[STORED DATA]
## start

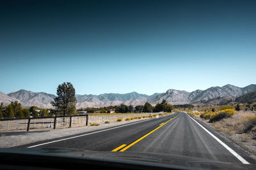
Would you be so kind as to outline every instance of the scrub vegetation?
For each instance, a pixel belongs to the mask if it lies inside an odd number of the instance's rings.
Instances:
[[[256,155],[256,103],[179,108]]]

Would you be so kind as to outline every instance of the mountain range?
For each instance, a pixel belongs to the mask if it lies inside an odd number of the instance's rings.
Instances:
[[[125,104],[133,106],[144,104],[149,102],[152,105],[166,99],[172,104],[192,104],[195,106],[225,104],[234,102],[236,97],[256,91],[256,85],[252,84],[244,87],[232,85],[223,87],[212,87],[205,90],[196,90],[191,92],[184,90],[169,89],[164,93],[155,93],[151,96],[132,92],[127,94],[102,94],[100,95],[76,94],[77,108],[104,107]],[[20,102],[22,107],[36,106],[40,108],[51,108],[51,101],[56,96],[45,92],[33,92],[20,90],[5,94],[0,92],[0,103],[7,105],[11,101]]]

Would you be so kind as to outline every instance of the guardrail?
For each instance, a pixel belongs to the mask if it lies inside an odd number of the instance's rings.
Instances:
[[[88,125],[88,115],[0,119],[0,131]]]

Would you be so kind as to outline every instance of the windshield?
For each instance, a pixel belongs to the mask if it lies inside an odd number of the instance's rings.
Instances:
[[[1,1],[0,148],[253,167],[255,8]]]

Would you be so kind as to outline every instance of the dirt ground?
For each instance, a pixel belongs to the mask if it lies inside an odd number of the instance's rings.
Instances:
[[[235,111],[234,115],[231,117],[209,123],[209,120],[201,118],[200,115],[194,115],[194,118],[214,128],[223,136],[245,150],[256,159],[256,127],[244,132],[248,117],[256,117],[256,111]]]

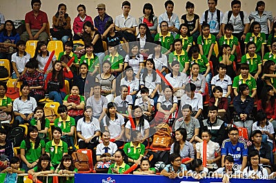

## end

Rewrite every line of the records above as a numbered list, skipping blank lines and leaving out the pictures.

1. Would you be so kind as to outline every instance of the scrub vegetation?
2. For each instance, a pixel belongs to the mask if it lies inside an odd number of the instance's rings.
3. Instances:
4. [[[256,155],[256,103],[179,108]]]
5. Would you be so kind as to outline every instance of the mountain range?
6. For each instance, a pixel belongs to the mask if it lies inside an odd number of the instance's rings.
7. Instances:
8. [[[125,104],[133,106],[144,104],[149,102],[152,105],[166,99],[172,104],[192,104],[195,106],[225,104],[234,102],[236,97],[256,91],[256,85],[252,84],[244,87],[232,85],[223,87],[212,87],[205,90],[196,90],[191,92],[184,90],[169,89],[164,93],[155,93],[151,96],[132,92],[127,94],[102,94],[100,95],[76,94],[77,108],[104,107]],[[20,102],[22,107],[36,106],[40,108],[51,108],[51,101],[56,96],[45,92],[33,92],[20,90],[5,94],[0,92],[0,103],[7,105],[11,101]]]
9. Would you be so kind as to outline every instance of the guardrail?
10. For each instance, a pixel belongs to the mask if it lies inside an odd number of the instance's rings.
11. Instances:
12. [[[88,125],[88,115],[0,119],[0,131]]]
13. Would you be so kind as to outline every instance of the windshield?
14. For each instance, a pixel belongs to the mask if it lies inside an odd number of the instance's rings.
15. Instances:
16. [[[1,1],[0,148],[253,167],[255,8]]]
17. Would you be so kind as to outline every instance of the dirt ground?
18. For each instance, a pixel belongs to the mask if it lies inside an odd number of the instance's rings.
19. Instances:
20. [[[235,111],[234,115],[231,117],[209,123],[209,120],[201,118],[200,115],[194,115],[194,118],[214,128],[223,136],[245,150],[256,159],[256,127],[244,132],[248,117],[256,117],[256,111]]]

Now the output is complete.